Source material:
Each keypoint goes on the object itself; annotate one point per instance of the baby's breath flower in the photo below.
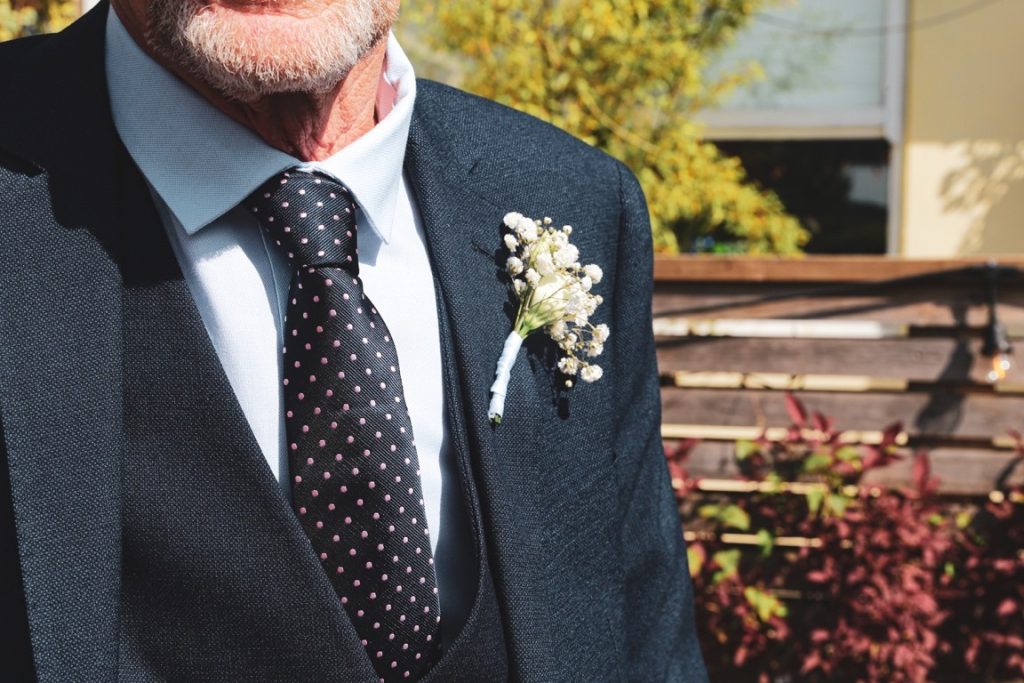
(591, 374)
(568, 365)
(545, 263)
(554, 293)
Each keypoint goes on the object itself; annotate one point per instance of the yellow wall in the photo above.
(964, 173)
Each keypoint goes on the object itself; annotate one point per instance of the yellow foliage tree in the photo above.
(26, 17)
(626, 76)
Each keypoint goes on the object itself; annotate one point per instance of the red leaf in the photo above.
(1007, 607)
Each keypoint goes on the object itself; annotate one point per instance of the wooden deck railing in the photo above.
(867, 341)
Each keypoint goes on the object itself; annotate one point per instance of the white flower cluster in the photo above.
(555, 294)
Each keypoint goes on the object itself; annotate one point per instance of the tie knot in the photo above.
(310, 217)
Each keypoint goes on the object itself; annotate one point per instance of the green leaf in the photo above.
(728, 560)
(814, 500)
(817, 462)
(745, 449)
(694, 558)
(710, 511)
(735, 517)
(848, 454)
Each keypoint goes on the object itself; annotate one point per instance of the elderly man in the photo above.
(238, 447)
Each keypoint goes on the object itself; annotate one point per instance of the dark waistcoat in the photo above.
(139, 530)
(218, 581)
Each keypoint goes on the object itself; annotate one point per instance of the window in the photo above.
(822, 128)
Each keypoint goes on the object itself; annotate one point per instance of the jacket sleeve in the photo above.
(662, 640)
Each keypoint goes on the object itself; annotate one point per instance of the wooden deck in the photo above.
(868, 341)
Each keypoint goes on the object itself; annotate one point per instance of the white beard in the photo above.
(219, 48)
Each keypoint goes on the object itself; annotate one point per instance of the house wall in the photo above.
(963, 190)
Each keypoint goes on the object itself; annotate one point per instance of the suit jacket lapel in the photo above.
(196, 479)
(463, 230)
(60, 359)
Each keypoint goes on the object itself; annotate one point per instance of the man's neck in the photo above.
(310, 127)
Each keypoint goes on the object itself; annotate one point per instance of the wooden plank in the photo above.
(668, 327)
(961, 472)
(919, 358)
(934, 414)
(808, 268)
(832, 383)
(732, 433)
(940, 305)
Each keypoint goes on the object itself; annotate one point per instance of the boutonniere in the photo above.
(554, 294)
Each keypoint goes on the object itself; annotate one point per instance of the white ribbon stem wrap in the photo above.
(501, 386)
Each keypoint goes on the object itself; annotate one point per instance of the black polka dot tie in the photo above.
(355, 475)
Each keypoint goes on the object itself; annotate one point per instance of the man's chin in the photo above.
(247, 52)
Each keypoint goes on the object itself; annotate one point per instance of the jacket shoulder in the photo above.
(501, 132)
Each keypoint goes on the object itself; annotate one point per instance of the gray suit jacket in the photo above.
(120, 430)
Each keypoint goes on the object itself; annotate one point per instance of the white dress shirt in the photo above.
(200, 164)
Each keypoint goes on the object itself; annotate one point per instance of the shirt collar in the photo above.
(202, 163)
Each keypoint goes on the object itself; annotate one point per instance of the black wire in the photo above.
(927, 23)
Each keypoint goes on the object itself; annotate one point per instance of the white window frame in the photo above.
(884, 122)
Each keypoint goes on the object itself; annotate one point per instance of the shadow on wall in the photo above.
(988, 184)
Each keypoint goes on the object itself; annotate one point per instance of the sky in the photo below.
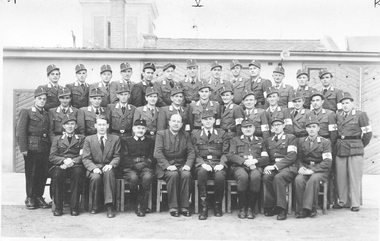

Brief:
In copying the material, drop all pictures and keep everything else identical.

Answer section:
Each keypoint goes on the object itself; annotate one point per instance of the baby's breath flower in the photo below.
(591, 374)
(568, 365)
(545, 263)
(554, 293)
Each keypoint goes on the object itself; annotate one point per instance of the yellow wall in the photo above.
(964, 173)
Each keypoint goes on the object itself; annotate one point per instance of the yellow foliage tree in the photo above.
(26, 17)
(626, 76)
Each keypoint goes on the object itself; annotate one point per instance of the red leaf in the photo above.
(1007, 607)
Each keypoint goes on the object itself; annotate one point per instance of the wooden deck railing in the photo above.
(867, 341)
Each keypoint goes on the object itself; annotate one point per instance of the white flower cluster in the photo above.
(555, 294)
Each keypoint goes on the object itself; annotate one point per instance of the tie knot in the photo above.
(310, 217)
Each keypoint goes on the object itself; annotate one point per instance of the green leaf in the photo above.
(728, 560)
(814, 500)
(817, 462)
(745, 449)
(694, 558)
(710, 511)
(735, 517)
(848, 454)
Each keypoint goes on the object itself; annotate one point per instance of the elderly man in the photo above.
(238, 447)
Each keypoint goes on the object itself; annotate one point per instance of the dark waistcoat in the photo above.
(139, 530)
(218, 581)
Each keypoint goes on the object itself; annotate one point per instance of the window in the photo above.
(822, 128)
Each keypoint goes on the object itself; annotate one point per instance of the jacket sleeve in the photo above.
(662, 640)
Each keypoint goes on the object itself; annotate one point per instance of the wooden deck in the photo above.
(868, 341)
Each keypoint goes on the object itself; annotate one point per instance of the white beard in the photo above.
(219, 48)
Each keypoint goes on the object itself; annotate one point per instance of the house wall in the photo above.
(963, 190)
Each keypoint goes on the object itself; annotate one point per instance of the suit jacket lapel in the photo above.
(196, 479)
(463, 230)
(60, 359)
Each keypoint goes on the object itself; annotate one point per instance of the man's neck in the photo above.
(310, 127)
Each keypoint goes on the object itself; annotate one point per instance of the wooden plank in the photo above.
(668, 327)
(961, 472)
(919, 358)
(934, 414)
(808, 268)
(832, 383)
(732, 433)
(940, 305)
Each keypoint goes on the object itself; annotate one point per instance of the boutonniere in the photo above.
(554, 294)
Each keypoint goes on the object itself; annotate one point per instance of the white ribbon stem wrap in the photo above.
(501, 386)
Each keypoint goes on the object itself; annotate one point per instance of the black polka dot tie in the photo above.
(355, 475)
Each keypoint goes on the object itself; annotate one point per instance of the man's chin in the photo above.
(247, 52)
Each keypoint goes on the object itself; annotate one point per instance of the jacket shoulder in the photo above.
(501, 132)
Each keypoint goes on the object itself; annotate one point per instance of the gray suit jacket in the photo above.
(120, 430)
Each keypoint goes on the object itself; annotate one point per instance of the white dress shirt in the photo above.
(200, 164)
Each keypoint goes on the object itself; annotate one point per instance of the shirt collar in the photo above.
(202, 163)
Each keypoint goes on the object itself; annotate one point per instance of the black wire in the photo above.
(927, 23)
Each keypoint goes on the object itself; annotate one point per instance of the white window frame in the photo above.
(884, 122)
Each keypoint goes on the object itself; annotate one point per instance of the shadow on wall in the photo above.
(988, 184)
Each keypoint goes on the object itself; annotate one point per instance of the sky in the photo below.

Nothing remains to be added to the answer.